**** Data ****

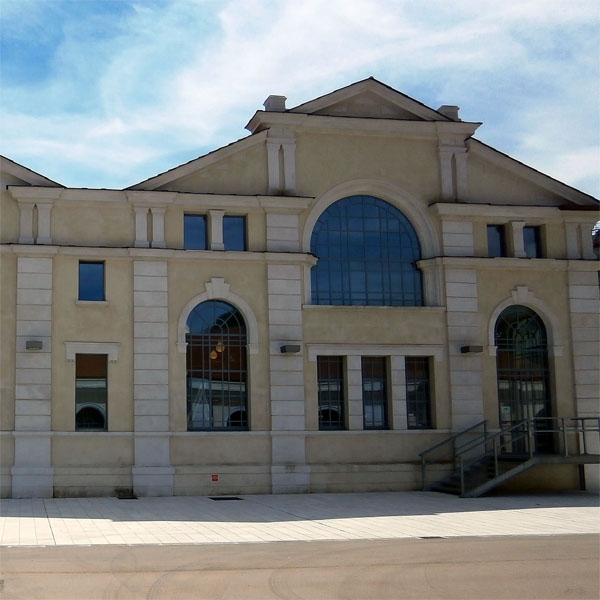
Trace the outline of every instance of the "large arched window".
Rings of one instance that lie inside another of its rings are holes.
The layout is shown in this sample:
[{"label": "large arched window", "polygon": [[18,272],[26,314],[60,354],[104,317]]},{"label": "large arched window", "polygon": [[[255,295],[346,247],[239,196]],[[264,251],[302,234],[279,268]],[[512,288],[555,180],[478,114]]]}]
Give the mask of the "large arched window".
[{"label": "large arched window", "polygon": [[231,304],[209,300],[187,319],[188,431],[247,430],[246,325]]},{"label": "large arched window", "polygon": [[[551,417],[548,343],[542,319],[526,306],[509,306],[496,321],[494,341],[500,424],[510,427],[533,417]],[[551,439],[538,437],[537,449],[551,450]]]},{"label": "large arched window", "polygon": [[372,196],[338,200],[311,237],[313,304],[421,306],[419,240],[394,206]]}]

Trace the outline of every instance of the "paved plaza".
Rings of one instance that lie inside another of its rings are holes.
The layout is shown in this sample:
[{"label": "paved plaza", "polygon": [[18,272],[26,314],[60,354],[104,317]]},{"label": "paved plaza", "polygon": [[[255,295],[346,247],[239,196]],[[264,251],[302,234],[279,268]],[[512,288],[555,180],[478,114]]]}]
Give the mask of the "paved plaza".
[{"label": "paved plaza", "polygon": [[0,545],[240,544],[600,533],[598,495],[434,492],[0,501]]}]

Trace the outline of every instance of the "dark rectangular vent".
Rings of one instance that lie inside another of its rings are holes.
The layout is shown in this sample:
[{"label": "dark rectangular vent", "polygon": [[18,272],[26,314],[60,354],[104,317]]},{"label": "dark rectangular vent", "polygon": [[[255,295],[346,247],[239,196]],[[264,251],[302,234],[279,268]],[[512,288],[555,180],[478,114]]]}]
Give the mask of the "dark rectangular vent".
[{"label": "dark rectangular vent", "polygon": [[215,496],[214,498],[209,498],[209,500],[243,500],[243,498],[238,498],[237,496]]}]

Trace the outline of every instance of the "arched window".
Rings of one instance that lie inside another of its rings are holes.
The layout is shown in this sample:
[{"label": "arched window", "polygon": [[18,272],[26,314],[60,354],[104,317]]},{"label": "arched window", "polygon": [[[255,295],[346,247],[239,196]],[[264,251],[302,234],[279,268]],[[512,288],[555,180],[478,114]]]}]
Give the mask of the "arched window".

****
**** Data ****

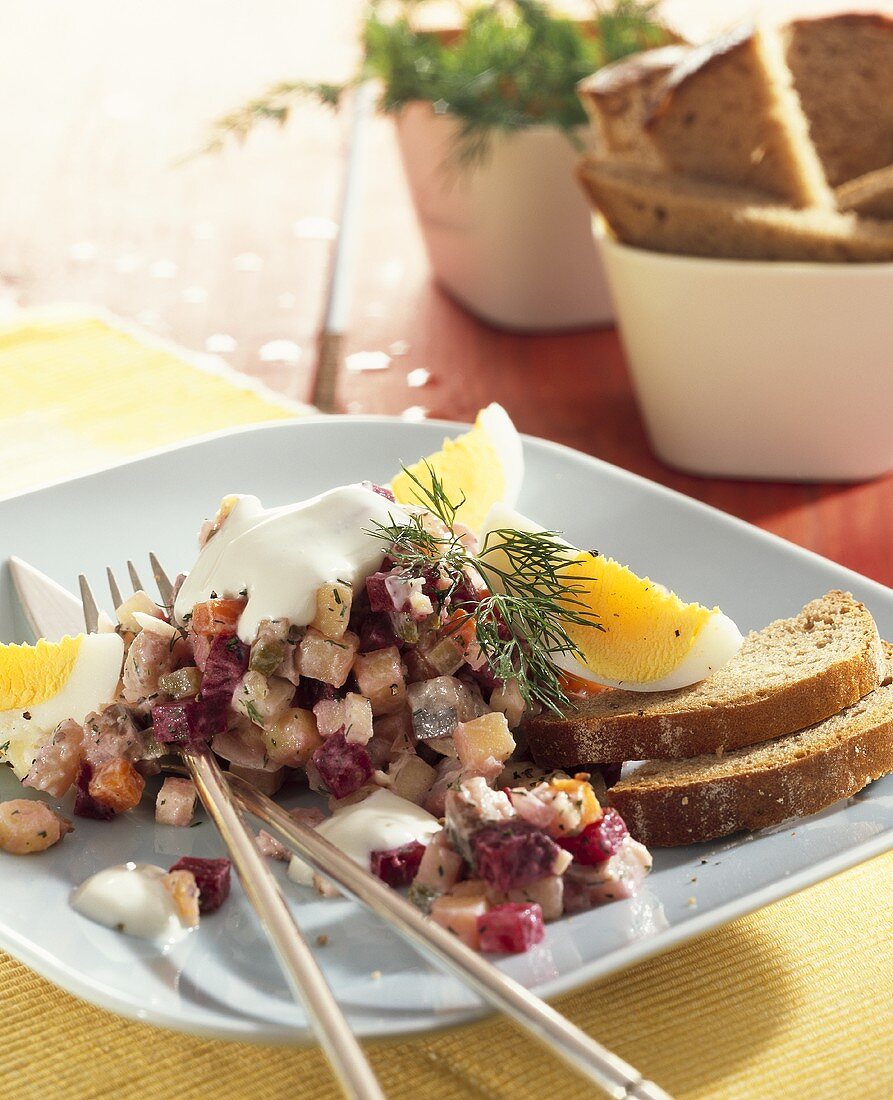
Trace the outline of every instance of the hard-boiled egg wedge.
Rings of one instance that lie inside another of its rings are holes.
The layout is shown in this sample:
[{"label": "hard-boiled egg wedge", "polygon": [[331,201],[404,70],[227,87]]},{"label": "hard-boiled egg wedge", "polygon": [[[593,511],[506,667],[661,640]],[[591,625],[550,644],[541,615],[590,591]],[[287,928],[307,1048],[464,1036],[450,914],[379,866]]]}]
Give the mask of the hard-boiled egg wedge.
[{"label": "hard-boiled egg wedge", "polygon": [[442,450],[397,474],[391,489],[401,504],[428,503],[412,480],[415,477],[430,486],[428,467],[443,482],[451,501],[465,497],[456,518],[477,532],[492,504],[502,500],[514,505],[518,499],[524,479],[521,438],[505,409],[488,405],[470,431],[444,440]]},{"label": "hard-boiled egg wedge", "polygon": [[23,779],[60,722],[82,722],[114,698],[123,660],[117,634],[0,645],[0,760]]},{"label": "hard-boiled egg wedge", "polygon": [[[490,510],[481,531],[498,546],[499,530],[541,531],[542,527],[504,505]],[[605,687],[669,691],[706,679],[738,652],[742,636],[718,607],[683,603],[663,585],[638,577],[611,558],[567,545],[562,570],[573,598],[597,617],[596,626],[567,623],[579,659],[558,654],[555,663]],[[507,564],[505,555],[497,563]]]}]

****

Task requirements - Only a number is expected in response: how many lines of the records above include the word "Trace".

Result - 5